══ RECORDS ══
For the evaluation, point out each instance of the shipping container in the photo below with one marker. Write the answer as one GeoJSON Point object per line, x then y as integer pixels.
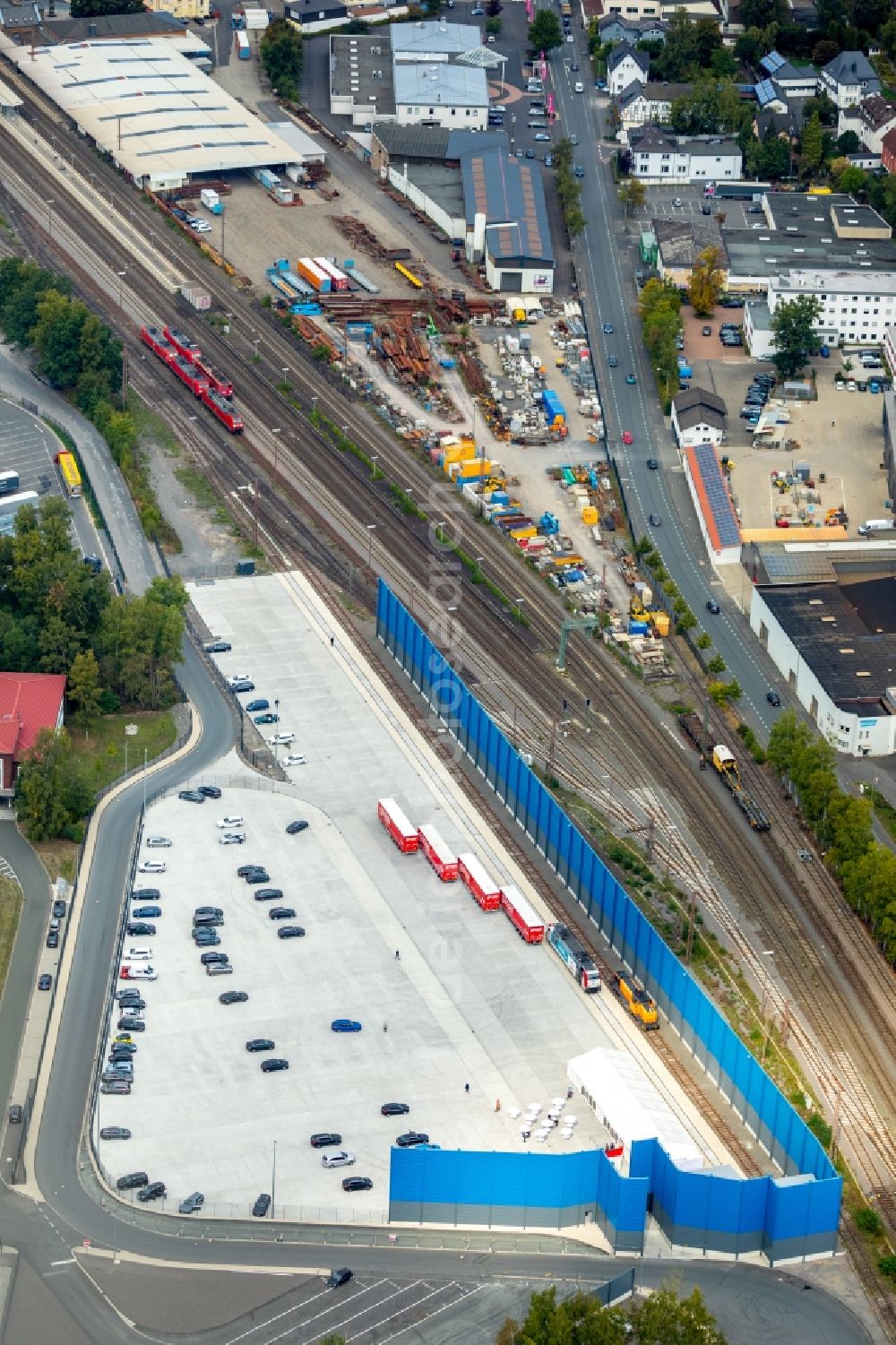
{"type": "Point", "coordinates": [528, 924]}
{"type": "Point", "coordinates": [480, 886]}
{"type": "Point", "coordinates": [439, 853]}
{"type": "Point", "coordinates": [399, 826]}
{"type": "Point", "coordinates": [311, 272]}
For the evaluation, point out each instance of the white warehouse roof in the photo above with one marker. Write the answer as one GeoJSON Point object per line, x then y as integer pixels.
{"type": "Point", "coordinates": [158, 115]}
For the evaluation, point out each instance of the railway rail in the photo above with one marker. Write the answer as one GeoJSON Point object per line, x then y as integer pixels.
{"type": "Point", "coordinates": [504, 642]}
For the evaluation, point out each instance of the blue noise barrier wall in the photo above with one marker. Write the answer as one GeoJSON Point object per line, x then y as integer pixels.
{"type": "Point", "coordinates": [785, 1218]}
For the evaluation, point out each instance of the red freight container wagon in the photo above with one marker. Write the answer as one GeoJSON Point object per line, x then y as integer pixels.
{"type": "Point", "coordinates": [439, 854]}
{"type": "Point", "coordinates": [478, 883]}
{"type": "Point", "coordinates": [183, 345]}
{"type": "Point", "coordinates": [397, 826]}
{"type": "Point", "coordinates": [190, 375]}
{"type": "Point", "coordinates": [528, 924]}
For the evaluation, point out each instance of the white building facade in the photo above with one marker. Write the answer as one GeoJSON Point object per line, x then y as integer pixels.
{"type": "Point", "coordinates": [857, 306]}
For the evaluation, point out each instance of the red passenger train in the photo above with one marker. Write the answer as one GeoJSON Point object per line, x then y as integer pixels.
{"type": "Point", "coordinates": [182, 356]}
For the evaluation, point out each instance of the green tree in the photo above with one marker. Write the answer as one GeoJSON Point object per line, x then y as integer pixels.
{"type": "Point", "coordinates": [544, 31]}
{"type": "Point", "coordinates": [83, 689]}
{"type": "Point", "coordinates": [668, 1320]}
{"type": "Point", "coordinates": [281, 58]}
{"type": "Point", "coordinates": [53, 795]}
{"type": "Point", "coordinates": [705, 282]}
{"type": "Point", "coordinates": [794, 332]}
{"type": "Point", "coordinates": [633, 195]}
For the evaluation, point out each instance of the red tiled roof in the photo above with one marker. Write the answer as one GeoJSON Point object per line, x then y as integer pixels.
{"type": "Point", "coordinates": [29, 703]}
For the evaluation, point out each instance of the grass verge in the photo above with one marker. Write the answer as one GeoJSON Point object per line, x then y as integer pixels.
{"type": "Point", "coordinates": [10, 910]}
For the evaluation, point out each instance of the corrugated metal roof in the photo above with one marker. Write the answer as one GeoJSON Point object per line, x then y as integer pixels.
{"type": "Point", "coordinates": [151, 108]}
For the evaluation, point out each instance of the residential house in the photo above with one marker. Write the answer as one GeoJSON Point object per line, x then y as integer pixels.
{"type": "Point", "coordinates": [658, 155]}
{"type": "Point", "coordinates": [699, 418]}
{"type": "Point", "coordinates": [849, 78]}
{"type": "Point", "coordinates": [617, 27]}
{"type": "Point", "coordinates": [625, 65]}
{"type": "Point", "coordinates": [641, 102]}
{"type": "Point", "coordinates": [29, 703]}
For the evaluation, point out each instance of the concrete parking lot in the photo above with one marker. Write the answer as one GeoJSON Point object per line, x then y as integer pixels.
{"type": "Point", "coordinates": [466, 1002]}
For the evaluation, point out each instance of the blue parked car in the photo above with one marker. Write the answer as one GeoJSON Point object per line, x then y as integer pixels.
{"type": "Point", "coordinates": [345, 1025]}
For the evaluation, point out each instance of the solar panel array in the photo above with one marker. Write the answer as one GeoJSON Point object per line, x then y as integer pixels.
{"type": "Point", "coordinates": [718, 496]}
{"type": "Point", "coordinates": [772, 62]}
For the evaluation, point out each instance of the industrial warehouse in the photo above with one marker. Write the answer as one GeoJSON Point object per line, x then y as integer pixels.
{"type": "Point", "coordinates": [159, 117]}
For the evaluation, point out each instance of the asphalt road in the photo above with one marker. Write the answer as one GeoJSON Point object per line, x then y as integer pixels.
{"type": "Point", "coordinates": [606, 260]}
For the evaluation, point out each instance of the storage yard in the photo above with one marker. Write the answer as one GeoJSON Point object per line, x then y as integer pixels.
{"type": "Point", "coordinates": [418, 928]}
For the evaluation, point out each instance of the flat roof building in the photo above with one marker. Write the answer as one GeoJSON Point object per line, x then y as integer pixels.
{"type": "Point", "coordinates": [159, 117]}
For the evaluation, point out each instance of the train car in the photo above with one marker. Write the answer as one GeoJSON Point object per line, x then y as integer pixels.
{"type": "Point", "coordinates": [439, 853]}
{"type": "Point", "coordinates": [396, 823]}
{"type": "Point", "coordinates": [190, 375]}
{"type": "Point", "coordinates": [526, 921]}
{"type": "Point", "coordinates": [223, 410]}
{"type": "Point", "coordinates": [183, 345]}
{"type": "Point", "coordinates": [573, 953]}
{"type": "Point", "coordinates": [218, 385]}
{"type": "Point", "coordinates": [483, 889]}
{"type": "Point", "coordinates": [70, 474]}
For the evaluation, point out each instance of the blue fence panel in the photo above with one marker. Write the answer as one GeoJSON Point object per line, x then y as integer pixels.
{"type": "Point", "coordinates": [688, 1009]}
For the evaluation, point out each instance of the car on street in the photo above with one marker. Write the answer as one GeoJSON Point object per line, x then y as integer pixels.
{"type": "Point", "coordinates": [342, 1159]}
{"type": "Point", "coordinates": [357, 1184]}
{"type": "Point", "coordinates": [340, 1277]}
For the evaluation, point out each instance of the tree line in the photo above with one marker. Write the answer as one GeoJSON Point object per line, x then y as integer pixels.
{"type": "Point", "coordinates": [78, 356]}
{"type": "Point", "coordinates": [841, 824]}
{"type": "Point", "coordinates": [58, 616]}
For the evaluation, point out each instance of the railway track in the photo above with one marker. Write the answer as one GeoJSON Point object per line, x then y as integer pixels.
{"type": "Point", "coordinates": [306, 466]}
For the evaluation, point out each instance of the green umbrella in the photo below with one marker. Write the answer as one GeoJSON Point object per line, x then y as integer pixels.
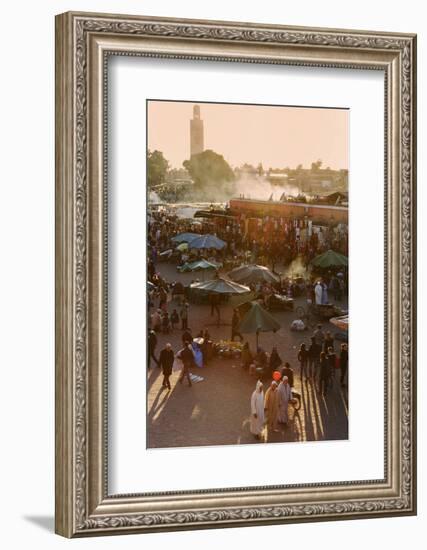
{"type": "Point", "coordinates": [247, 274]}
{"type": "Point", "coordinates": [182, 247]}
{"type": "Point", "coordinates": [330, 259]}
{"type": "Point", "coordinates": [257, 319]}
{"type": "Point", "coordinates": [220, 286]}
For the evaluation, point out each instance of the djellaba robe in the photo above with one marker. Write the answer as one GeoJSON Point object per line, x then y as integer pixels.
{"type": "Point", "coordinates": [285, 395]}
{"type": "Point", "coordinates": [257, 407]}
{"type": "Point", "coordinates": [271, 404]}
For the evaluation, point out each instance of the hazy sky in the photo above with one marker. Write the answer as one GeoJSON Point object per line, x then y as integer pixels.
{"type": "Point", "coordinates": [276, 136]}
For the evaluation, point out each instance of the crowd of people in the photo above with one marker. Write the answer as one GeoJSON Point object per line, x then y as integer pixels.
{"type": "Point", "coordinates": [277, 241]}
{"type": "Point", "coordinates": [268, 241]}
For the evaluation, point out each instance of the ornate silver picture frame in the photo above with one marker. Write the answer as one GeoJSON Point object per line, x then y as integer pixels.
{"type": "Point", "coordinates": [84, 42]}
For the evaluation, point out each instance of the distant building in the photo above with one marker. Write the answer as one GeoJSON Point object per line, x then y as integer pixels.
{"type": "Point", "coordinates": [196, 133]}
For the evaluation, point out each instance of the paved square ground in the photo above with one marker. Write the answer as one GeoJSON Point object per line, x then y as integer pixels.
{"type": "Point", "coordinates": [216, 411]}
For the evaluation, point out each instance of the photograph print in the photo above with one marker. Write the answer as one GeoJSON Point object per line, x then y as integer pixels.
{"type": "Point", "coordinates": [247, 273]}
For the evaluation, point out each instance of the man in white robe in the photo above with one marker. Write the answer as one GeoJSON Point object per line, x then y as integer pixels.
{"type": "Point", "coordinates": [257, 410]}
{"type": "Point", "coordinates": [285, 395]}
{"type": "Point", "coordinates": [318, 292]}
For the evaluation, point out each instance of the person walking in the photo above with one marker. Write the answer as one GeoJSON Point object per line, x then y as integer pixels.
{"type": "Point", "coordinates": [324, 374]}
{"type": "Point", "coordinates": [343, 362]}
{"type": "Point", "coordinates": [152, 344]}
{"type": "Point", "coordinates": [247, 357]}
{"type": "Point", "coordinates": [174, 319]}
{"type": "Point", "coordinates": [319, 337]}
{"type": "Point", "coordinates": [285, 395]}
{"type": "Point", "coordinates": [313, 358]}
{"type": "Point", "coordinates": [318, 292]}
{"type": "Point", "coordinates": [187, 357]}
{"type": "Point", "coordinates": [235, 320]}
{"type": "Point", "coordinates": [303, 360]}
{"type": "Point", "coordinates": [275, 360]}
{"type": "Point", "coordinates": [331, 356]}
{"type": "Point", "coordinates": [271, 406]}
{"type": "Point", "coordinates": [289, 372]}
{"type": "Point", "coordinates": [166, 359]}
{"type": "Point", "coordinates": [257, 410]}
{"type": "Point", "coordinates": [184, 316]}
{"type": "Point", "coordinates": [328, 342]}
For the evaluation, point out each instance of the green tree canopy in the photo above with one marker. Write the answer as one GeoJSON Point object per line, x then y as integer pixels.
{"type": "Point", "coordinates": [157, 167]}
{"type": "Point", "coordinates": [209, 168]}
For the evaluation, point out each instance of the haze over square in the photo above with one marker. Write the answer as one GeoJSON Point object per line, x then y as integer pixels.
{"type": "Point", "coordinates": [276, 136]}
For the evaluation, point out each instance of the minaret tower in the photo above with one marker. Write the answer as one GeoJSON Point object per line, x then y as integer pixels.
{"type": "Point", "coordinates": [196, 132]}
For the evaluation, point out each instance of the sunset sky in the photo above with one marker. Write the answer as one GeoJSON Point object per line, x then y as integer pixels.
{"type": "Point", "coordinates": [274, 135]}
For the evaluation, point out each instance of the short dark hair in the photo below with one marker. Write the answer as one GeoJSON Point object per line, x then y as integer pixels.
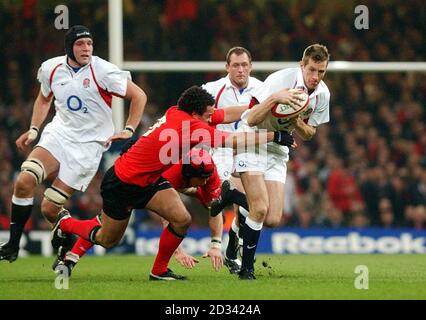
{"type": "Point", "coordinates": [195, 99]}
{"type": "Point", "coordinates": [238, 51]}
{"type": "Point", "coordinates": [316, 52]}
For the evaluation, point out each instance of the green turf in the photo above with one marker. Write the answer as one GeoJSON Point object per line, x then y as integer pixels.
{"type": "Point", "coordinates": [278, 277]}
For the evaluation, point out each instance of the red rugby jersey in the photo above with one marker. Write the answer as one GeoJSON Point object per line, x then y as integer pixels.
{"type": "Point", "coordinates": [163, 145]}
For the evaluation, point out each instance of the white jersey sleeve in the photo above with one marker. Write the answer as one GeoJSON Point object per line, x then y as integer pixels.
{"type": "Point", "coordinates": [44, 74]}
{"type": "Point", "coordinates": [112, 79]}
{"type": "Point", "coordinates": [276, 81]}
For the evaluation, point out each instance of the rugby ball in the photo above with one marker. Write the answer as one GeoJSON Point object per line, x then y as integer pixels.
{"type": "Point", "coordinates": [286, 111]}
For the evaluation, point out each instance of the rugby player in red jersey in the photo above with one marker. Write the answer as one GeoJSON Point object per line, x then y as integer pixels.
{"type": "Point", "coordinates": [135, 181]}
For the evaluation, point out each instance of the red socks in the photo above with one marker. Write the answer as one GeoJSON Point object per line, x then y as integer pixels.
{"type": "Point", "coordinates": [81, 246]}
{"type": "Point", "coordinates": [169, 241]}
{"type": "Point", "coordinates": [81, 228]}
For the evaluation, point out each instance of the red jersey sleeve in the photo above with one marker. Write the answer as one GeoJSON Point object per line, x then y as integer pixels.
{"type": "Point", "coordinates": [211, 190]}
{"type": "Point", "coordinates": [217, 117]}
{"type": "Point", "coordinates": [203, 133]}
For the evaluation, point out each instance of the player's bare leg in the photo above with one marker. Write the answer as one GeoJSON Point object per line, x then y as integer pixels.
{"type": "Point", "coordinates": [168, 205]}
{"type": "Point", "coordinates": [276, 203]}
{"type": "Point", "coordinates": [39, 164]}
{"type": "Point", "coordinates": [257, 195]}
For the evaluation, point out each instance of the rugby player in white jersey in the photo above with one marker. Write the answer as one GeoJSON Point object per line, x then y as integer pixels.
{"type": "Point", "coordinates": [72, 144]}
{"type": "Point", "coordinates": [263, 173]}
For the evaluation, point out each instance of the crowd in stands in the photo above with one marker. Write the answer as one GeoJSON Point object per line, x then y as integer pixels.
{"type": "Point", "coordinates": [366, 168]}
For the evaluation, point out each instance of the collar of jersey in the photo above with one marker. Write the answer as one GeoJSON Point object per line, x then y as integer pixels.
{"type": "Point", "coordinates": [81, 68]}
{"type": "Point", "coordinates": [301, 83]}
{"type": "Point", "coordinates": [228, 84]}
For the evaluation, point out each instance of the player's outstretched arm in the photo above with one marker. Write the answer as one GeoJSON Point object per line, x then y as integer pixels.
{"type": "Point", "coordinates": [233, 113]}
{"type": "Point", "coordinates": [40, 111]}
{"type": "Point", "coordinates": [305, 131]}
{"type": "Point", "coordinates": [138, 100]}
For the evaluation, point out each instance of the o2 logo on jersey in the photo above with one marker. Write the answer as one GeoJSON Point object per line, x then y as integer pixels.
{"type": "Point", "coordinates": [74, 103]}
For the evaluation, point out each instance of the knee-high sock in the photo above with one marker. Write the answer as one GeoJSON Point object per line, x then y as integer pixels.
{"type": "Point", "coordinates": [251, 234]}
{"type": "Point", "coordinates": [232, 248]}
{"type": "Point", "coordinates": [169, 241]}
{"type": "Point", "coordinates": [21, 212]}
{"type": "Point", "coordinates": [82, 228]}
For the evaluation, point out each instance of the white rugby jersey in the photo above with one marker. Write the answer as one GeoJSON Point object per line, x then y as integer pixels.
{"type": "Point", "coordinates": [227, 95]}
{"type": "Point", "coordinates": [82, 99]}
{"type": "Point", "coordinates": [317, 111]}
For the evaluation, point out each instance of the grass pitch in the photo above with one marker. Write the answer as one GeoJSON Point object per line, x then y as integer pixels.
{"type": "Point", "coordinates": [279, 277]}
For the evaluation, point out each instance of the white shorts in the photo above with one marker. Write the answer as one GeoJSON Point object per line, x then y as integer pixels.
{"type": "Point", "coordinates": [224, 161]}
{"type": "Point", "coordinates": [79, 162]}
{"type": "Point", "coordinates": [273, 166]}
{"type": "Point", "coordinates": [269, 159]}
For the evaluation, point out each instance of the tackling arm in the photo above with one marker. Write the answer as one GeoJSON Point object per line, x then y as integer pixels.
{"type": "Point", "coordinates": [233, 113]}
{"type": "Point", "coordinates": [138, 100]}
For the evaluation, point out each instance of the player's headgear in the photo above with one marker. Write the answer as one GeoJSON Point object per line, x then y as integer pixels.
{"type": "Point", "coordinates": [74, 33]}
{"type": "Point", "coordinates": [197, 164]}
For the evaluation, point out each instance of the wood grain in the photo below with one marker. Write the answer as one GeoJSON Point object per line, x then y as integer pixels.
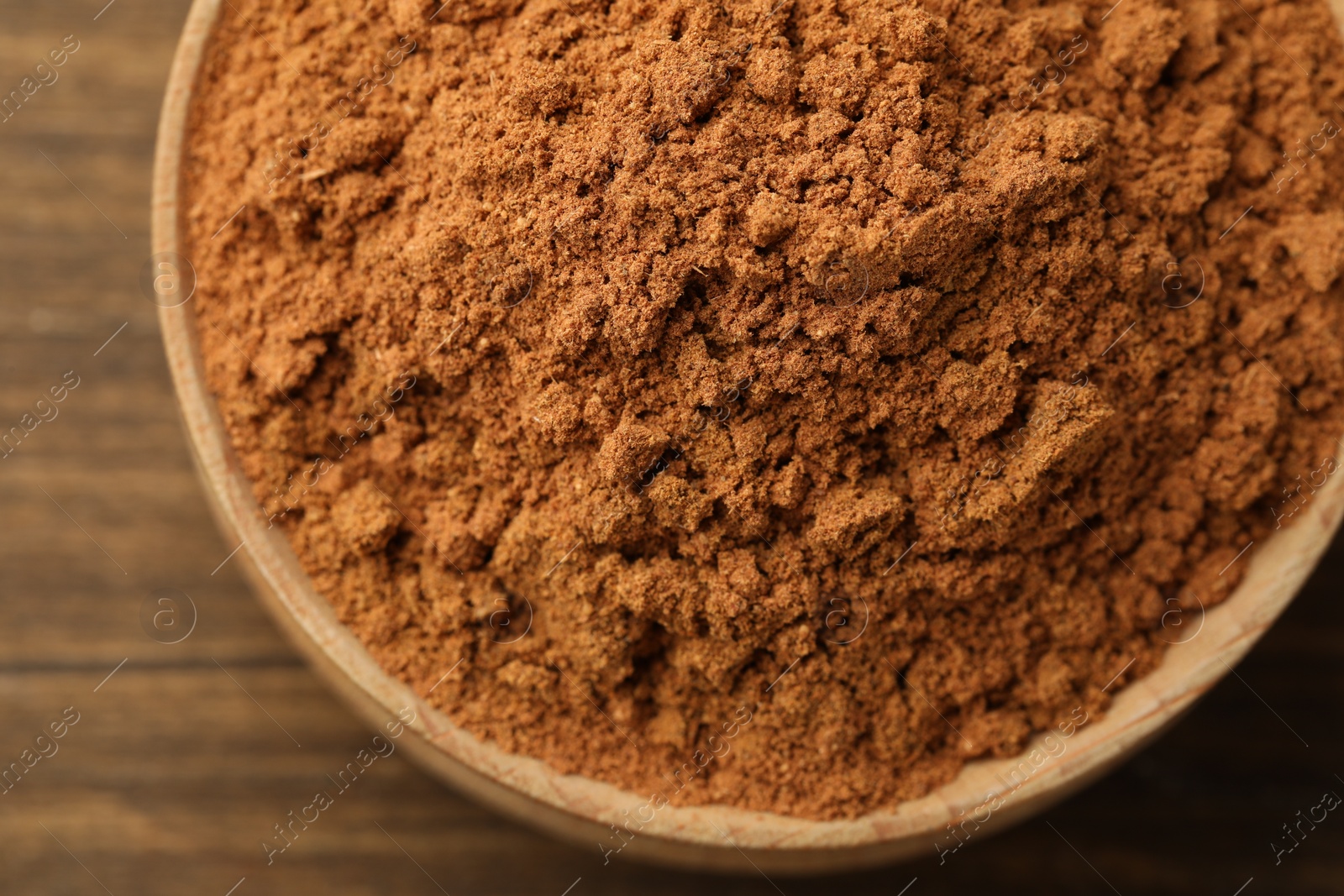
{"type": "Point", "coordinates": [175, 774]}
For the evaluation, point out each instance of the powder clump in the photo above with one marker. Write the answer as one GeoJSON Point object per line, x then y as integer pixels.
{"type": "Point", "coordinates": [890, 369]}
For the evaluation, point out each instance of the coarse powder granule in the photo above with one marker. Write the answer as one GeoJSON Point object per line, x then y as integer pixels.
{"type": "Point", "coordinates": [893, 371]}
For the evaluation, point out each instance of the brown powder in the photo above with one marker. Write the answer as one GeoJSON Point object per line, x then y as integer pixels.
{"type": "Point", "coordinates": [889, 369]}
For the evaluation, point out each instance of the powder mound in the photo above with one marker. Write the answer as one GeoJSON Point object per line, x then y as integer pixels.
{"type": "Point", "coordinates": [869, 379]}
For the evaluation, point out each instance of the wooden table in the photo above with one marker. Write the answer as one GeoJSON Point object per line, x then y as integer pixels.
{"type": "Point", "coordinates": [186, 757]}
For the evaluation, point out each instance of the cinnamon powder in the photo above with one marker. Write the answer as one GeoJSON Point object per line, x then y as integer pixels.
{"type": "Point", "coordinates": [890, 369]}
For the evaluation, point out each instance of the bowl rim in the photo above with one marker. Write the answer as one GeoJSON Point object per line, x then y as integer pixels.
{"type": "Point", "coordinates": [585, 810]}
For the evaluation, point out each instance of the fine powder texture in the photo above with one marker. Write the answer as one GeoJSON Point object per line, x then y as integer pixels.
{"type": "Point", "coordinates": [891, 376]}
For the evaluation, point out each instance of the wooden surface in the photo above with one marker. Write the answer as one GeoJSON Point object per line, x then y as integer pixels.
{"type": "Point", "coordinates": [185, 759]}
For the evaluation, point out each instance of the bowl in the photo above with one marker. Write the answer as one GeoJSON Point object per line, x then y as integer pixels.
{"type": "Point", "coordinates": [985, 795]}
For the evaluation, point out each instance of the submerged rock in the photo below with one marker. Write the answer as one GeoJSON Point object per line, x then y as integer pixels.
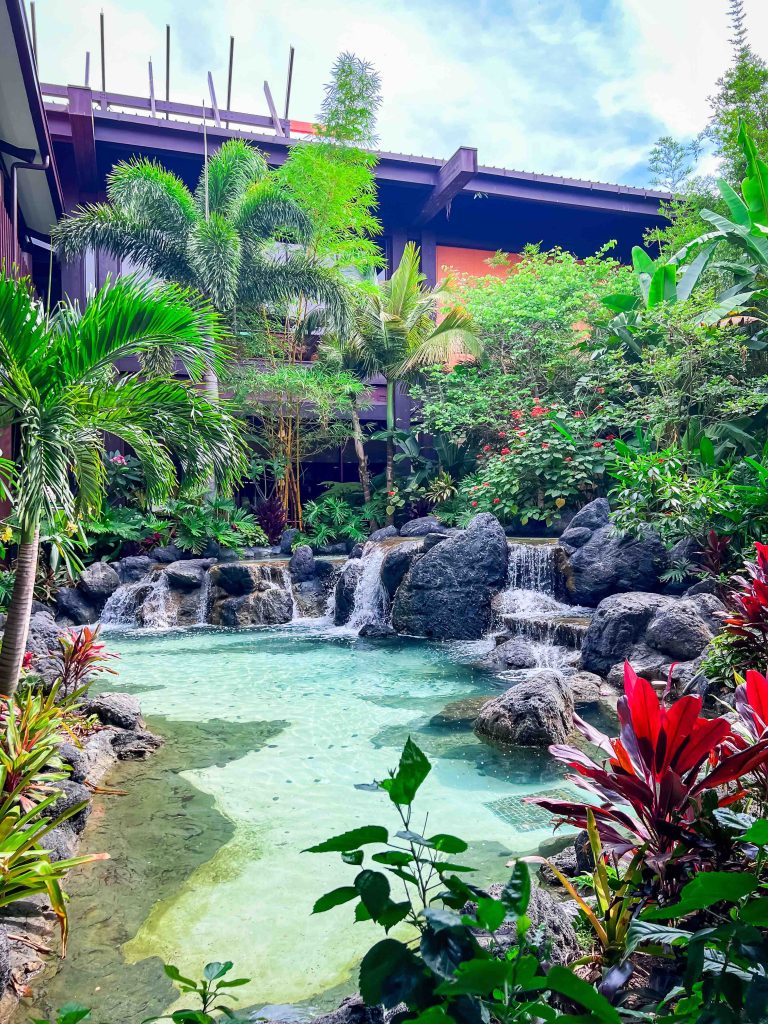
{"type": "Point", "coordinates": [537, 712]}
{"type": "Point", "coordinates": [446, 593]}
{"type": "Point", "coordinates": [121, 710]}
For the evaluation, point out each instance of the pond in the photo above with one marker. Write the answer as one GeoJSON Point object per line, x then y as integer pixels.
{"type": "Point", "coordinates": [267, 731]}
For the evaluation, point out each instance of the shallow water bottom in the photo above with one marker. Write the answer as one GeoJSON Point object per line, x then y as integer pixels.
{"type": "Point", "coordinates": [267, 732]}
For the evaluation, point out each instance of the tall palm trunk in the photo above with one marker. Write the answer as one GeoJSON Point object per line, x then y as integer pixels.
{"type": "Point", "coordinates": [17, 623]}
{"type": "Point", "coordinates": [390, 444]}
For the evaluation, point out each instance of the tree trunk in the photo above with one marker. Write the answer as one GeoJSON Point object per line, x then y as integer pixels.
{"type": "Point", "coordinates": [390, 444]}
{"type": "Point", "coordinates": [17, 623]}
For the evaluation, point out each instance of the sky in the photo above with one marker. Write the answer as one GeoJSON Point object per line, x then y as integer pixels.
═══
▸ WHAT TO PRODUCE: Repeat exactly the lines in the entries from the one containing "For the evaluation, point out each instance of the bowl in" to the final line, inclusive, and nothing beyond them; skip pictures.

▸ EXERCISE OUTPUT:
For the evaluation, point out each instance of the bowl in the photo above with one marker. Write the answer as one GeoJSON Point object per line, x then y as integer pixels.
{"type": "Point", "coordinates": [985, 795]}
For the evaluation, point out each instance of the submerged rock in the photo below with one marker. Write the answer as one GeoJSON Point object per line, x then y as integer pixels.
{"type": "Point", "coordinates": [537, 712]}
{"type": "Point", "coordinates": [446, 593]}
{"type": "Point", "coordinates": [121, 710]}
For the evaluation, point out each instance of the pond in the photo above with one marker. Write the answer as one GeoJSON Point object per line, x then y as integer pixels.
{"type": "Point", "coordinates": [267, 731]}
For the evaluation, point out each instance of the shallow water bottom in the photo above with one marker. Write the answer as one GeoJSON Point object per line, x then y as integer pixels.
{"type": "Point", "coordinates": [267, 732]}
For the evaluation, point out each instance of the tall palm trunk in the photo above with one marker. Write the answer as one GeoJSON Point object per line, x then y as integer pixels.
{"type": "Point", "coordinates": [17, 623]}
{"type": "Point", "coordinates": [390, 444]}
For the evaluation, point out each instance of the tree trunk in the photo above with one marker. Write the answer as one GeoJSON Point object per line, x then y as integer pixels.
{"type": "Point", "coordinates": [390, 444]}
{"type": "Point", "coordinates": [17, 623]}
For the evaluation, point out each instance of the sky in the photo above with one marker. Write the answer as one GeoJSON Point object per line, x then y as integer pixels.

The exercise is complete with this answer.